* Directions *
Convert the entries below into a two-column CSV with the headers entry and answer, one row per entry, putting the entry's text and its answer each in a single quoted field with line breaks replaced by spaces. Leave the pictures out.

* Data records *

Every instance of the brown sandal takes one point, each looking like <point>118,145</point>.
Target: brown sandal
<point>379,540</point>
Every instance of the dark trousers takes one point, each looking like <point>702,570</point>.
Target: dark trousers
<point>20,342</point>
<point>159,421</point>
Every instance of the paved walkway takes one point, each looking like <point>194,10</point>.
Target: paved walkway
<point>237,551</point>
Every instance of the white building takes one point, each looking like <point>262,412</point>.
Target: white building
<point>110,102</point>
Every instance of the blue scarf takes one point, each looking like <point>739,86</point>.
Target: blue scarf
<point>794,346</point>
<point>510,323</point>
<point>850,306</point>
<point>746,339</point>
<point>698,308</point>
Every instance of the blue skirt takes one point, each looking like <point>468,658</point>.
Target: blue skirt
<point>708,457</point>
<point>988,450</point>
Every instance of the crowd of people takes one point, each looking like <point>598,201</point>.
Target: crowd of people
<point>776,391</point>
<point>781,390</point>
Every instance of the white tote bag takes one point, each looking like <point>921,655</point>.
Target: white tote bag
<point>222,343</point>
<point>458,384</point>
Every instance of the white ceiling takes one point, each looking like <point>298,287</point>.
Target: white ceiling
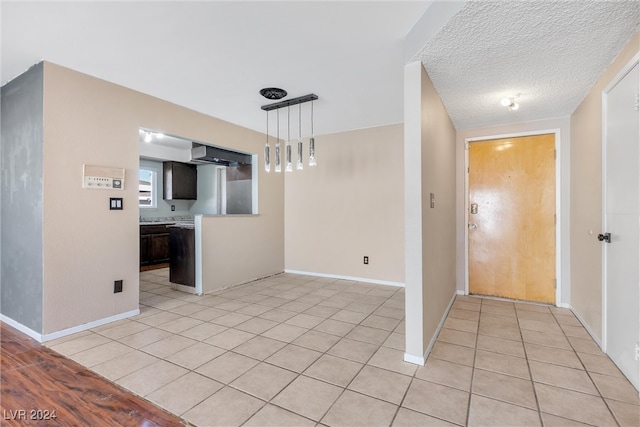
<point>214,56</point>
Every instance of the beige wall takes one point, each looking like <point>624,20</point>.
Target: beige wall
<point>234,251</point>
<point>86,246</point>
<point>586,196</point>
<point>561,125</point>
<point>429,244</point>
<point>348,206</point>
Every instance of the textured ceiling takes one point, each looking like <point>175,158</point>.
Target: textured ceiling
<point>550,52</point>
<point>214,56</point>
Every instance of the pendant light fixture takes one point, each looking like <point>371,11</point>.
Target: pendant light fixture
<point>278,165</point>
<point>267,149</point>
<point>299,163</point>
<point>289,166</point>
<point>275,93</point>
<point>312,143</point>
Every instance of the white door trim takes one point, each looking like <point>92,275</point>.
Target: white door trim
<point>558,162</point>
<point>605,92</point>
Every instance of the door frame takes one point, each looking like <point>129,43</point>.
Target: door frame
<point>467,141</point>
<point>605,92</point>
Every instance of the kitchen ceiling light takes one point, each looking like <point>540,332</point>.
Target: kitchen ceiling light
<point>510,102</point>
<point>299,165</point>
<point>267,149</point>
<point>269,92</point>
<point>273,93</point>
<point>288,167</point>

* Answer to the task *
entry,answer
"Every instance of the brown sandal takes one point, each looking like <point>118,145</point>. Target: brown sandal","<point>379,540</point>"
"Every instance of the dark trousers takes one point, each looking like <point>702,570</point>. Target: dark trousers","<point>20,342</point> <point>159,421</point>"
"Every instance of the paved walkway takes one point, each looking like <point>194,10</point>. Target: paved walkway","<point>237,551</point>"
"Every instance of the white building takes one point, each looking like <point>262,412</point>. Target: white building","<point>110,102</point>"
"Every instance of the blue scarf takes one point, each looking like <point>739,86</point>. Target: blue scarf","<point>794,346</point> <point>510,323</point> <point>850,306</point> <point>746,339</point> <point>698,308</point>"
"Every instance of the blue skirt takes one point, each looking like <point>468,658</point>. Target: blue skirt","<point>708,457</point> <point>988,450</point>"
"Every instance of the crowd of people takes one point, each looking like <point>598,201</point>. Target: crowd of people","<point>776,391</point> <point>781,390</point>"
"Every instance of the white tote bag takes one point, each looking like <point>921,655</point>. Target: white tote bag","<point>222,343</point> <point>458,384</point>"
"Every instance of the white ceiling takes one point, each looking like <point>298,287</point>. Target: white ceiling","<point>214,56</point>"
"Every instance of the beige wall takes one point, each looking like <point>624,20</point>. Target: beige wall","<point>234,251</point> <point>86,246</point> <point>586,196</point> <point>561,125</point> <point>429,244</point> <point>348,206</point>"
"Every instance of the textured ceiling takes one point, each looking like <point>175,158</point>. Target: textured ceiling","<point>550,52</point> <point>214,56</point>"
"Every instance of the pendant light fixture takes one point, each looking like <point>371,11</point>. Target: pendant light fixture","<point>278,165</point> <point>267,149</point> <point>299,163</point> <point>289,166</point> <point>275,93</point> <point>312,143</point>"
"Every instance of the white door trim takes one point, each looking like <point>92,275</point>. Target: white door trim","<point>558,162</point> <point>605,92</point>"
"Every instance of the door frame takes one point, each looking like <point>129,43</point>. Target: door frame","<point>467,141</point> <point>605,92</point>"
"Every instance of the kitchen ceiling light takes one point, each looking like <point>540,332</point>. Target: kitchen ceiling light","<point>510,102</point> <point>299,165</point> <point>267,149</point> <point>269,92</point> <point>273,93</point> <point>288,167</point>"